GOAL: Echo the lines below verbatim, starting with the line containing "the brown felt" and continuing through the last line, both ends included.

ROWS:
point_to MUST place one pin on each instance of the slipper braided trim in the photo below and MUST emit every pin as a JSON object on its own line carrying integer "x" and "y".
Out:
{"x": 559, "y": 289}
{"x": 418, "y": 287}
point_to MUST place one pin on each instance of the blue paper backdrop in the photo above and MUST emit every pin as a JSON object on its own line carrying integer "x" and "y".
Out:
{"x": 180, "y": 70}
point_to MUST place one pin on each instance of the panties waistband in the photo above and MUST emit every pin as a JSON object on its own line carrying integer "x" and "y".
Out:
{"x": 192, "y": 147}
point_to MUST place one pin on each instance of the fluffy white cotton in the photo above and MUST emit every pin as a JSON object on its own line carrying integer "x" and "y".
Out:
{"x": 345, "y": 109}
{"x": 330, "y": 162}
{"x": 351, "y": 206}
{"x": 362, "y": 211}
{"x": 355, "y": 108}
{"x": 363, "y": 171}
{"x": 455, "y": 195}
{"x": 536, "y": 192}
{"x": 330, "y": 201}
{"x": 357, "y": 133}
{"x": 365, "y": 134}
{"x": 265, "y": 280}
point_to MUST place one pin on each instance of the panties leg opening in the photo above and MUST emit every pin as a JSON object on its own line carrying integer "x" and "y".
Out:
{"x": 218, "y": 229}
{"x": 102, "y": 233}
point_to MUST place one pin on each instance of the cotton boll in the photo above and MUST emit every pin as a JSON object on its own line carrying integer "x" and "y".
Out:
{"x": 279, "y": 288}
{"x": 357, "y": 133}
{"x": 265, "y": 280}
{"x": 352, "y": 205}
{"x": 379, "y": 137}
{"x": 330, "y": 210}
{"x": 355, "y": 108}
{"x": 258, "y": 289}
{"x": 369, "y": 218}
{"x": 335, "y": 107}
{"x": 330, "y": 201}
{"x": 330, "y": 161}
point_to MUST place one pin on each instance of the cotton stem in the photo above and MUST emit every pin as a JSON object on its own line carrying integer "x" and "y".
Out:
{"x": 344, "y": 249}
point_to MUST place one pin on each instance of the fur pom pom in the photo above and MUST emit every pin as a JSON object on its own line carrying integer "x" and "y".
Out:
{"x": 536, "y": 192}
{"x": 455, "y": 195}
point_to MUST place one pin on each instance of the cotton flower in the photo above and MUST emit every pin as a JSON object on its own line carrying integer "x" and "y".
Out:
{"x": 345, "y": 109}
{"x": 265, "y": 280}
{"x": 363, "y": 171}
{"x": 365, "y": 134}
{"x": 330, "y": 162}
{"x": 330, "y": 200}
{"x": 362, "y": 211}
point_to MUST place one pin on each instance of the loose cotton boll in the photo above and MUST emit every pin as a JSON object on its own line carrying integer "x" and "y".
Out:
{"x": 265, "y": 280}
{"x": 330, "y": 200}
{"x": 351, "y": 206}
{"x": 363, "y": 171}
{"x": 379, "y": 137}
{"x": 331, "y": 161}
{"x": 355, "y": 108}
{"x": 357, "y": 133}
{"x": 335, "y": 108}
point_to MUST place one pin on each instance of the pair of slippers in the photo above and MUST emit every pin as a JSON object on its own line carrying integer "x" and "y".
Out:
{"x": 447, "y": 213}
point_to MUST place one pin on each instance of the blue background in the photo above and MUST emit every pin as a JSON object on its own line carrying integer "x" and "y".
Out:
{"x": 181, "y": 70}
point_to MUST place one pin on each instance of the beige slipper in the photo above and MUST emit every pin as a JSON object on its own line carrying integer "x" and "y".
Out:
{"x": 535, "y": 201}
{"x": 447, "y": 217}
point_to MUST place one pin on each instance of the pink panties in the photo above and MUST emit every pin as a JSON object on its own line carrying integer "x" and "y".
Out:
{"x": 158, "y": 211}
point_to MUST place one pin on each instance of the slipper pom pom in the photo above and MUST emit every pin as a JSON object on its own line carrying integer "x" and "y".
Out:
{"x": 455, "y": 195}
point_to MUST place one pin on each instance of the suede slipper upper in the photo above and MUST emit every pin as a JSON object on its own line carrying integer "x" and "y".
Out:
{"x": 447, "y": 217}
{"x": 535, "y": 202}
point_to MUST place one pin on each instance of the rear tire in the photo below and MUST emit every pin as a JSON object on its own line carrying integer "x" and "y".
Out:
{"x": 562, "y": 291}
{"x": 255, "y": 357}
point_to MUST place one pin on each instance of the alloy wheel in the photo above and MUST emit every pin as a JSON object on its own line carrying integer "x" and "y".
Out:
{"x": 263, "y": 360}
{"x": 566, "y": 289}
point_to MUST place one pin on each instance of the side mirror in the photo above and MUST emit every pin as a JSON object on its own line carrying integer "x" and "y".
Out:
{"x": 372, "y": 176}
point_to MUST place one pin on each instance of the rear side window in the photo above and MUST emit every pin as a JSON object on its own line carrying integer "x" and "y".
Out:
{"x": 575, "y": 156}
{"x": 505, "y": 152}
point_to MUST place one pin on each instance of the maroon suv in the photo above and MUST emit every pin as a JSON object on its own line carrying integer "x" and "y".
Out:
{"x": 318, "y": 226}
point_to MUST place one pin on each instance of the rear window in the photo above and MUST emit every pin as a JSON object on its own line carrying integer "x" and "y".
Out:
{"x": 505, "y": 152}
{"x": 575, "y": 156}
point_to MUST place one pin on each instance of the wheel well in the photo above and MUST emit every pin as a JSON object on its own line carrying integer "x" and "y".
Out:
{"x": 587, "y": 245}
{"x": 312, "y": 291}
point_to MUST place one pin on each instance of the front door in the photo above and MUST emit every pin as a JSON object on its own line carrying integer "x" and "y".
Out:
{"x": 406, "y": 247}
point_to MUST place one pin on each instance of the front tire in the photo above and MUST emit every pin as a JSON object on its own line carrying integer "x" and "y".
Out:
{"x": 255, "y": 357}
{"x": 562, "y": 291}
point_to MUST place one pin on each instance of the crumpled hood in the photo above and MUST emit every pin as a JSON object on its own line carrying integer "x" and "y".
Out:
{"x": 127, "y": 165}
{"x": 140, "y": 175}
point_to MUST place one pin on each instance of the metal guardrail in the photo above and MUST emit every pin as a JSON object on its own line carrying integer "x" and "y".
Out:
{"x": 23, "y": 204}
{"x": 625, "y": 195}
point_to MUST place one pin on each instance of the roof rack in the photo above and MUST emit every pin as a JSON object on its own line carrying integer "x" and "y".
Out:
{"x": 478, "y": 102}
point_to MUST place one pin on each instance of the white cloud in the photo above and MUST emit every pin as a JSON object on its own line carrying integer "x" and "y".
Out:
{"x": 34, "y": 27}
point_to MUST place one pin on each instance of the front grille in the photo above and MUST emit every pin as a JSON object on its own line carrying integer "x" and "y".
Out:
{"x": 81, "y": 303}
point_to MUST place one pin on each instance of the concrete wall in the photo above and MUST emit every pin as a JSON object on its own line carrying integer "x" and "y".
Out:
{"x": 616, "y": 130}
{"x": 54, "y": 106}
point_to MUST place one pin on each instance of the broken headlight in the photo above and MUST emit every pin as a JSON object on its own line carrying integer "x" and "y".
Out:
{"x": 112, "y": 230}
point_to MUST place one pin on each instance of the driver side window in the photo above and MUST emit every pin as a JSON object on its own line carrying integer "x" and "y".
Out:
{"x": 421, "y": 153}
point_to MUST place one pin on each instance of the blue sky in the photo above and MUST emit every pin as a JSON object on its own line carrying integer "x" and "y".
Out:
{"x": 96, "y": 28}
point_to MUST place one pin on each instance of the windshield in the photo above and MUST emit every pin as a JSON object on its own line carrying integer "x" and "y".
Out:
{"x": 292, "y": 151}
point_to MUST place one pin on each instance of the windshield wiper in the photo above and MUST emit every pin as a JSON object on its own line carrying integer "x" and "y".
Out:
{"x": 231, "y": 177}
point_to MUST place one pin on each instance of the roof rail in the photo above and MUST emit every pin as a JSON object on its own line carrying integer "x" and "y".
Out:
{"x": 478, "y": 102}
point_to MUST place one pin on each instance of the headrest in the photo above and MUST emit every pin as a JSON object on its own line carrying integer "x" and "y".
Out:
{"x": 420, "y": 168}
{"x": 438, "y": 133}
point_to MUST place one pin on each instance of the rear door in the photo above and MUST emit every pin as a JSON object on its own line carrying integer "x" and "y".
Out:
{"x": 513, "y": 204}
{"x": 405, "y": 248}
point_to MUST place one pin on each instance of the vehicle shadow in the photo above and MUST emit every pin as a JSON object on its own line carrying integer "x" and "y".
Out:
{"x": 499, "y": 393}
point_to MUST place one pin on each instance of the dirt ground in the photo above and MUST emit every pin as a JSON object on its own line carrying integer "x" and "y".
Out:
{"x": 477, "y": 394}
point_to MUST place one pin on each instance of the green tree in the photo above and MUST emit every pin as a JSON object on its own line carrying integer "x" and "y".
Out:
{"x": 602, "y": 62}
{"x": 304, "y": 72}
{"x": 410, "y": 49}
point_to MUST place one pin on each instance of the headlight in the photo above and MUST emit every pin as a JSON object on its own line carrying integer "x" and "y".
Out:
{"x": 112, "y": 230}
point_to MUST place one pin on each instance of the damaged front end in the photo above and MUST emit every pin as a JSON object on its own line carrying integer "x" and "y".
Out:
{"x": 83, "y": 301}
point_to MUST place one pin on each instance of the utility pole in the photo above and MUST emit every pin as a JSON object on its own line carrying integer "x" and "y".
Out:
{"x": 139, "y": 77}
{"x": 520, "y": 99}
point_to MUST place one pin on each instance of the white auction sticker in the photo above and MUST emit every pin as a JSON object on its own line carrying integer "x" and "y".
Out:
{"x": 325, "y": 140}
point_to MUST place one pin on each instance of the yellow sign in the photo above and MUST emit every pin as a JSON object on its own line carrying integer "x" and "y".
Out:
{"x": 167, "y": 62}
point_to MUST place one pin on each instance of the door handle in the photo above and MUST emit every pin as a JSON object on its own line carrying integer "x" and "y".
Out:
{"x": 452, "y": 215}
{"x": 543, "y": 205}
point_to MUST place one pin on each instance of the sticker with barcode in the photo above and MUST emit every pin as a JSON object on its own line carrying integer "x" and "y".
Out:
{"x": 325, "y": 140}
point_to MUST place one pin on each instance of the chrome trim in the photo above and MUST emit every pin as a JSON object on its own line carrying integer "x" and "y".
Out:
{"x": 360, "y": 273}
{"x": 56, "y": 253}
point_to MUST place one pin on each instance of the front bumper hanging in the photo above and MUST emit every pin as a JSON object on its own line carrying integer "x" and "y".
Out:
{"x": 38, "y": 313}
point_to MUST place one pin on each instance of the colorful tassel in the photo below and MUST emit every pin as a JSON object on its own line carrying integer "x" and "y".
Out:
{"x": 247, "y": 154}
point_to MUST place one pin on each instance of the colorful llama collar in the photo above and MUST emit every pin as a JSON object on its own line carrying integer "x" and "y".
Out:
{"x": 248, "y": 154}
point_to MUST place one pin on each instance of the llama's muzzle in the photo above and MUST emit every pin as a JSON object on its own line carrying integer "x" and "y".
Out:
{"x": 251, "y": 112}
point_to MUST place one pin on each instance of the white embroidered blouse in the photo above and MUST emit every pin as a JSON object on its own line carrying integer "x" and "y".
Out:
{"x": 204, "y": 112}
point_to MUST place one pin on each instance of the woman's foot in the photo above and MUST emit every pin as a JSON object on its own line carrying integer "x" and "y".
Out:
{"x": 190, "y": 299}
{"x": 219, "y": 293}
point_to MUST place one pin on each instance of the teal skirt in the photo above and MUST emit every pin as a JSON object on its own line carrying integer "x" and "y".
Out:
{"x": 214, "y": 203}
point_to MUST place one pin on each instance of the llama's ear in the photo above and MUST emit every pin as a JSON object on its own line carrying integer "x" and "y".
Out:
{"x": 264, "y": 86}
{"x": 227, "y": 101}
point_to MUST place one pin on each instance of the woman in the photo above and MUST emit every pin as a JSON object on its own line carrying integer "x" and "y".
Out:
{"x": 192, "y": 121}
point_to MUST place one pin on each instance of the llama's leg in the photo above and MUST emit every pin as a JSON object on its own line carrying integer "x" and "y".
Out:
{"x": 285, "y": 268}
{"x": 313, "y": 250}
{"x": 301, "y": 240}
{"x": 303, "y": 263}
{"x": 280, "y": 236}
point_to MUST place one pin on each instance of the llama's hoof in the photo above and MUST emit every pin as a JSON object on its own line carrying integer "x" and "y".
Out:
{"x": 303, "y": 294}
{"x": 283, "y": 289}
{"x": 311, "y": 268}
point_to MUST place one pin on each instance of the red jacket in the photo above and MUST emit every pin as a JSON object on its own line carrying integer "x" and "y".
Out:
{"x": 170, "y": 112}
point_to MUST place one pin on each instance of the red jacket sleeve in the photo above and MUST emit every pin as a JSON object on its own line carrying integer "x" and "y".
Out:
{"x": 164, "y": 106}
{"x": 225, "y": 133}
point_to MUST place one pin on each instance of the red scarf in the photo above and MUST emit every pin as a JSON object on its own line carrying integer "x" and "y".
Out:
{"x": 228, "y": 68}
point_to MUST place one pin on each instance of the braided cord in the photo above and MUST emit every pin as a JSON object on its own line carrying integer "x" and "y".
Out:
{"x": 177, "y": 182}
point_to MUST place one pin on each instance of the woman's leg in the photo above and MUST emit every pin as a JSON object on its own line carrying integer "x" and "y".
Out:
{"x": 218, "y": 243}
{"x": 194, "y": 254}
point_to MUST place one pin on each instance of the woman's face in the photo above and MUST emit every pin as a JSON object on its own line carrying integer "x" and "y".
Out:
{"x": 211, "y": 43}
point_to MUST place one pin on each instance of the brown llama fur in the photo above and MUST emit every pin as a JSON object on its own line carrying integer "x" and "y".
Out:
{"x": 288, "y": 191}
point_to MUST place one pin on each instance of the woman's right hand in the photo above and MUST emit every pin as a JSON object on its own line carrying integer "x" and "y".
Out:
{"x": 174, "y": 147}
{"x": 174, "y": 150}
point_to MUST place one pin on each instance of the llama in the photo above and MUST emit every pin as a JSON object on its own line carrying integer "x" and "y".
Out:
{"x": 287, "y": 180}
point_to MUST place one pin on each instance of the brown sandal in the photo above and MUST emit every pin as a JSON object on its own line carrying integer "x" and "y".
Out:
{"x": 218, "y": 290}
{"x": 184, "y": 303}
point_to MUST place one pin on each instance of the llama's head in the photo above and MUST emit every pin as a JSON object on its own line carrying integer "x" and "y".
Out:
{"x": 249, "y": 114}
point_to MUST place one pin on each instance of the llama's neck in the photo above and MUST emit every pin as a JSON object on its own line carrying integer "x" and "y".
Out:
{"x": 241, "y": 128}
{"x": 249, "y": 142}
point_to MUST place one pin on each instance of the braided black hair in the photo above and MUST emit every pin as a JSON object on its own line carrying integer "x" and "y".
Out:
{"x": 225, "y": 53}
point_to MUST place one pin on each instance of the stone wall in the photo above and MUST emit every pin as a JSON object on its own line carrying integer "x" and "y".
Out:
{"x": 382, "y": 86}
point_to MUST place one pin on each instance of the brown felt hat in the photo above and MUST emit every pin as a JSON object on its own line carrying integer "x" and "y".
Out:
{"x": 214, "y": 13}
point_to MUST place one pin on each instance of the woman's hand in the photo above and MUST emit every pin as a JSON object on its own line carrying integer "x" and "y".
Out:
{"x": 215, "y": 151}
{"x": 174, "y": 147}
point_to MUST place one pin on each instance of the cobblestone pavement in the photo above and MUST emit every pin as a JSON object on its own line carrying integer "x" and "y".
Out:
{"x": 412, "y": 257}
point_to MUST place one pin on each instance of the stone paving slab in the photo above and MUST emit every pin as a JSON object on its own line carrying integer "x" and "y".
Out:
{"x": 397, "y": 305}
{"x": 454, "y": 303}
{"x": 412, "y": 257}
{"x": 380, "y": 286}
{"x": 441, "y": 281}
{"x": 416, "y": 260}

TASK ANSWER:
point_to MUST place one pin on each instance of the brown felt hat in the photo above and MUST emit every pin as a JSON object on its own line carrying integer "x" and "y".
Out:
{"x": 214, "y": 13}
point_to MUST place one pin on each instance of the woman's hand in the photo above and MUST emit every pin as a JSON object on its own line carrying integer "x" and "y".
Out:
{"x": 215, "y": 151}
{"x": 174, "y": 147}
point_to MUST place one pin on each instance of the cobblestone pavement in the photo above and MUST emit every pin as a JSON object on its own line carrying integer "x" and "y".
Out:
{"x": 412, "y": 257}
point_to MUST place one pin on each instance of the stone paving slab in the photo above and MUST emit every pin as a JSON object on its own line carrying integer "x" and "y".
Out:
{"x": 397, "y": 305}
{"x": 454, "y": 303}
{"x": 412, "y": 257}
{"x": 380, "y": 286}
{"x": 441, "y": 281}
{"x": 416, "y": 260}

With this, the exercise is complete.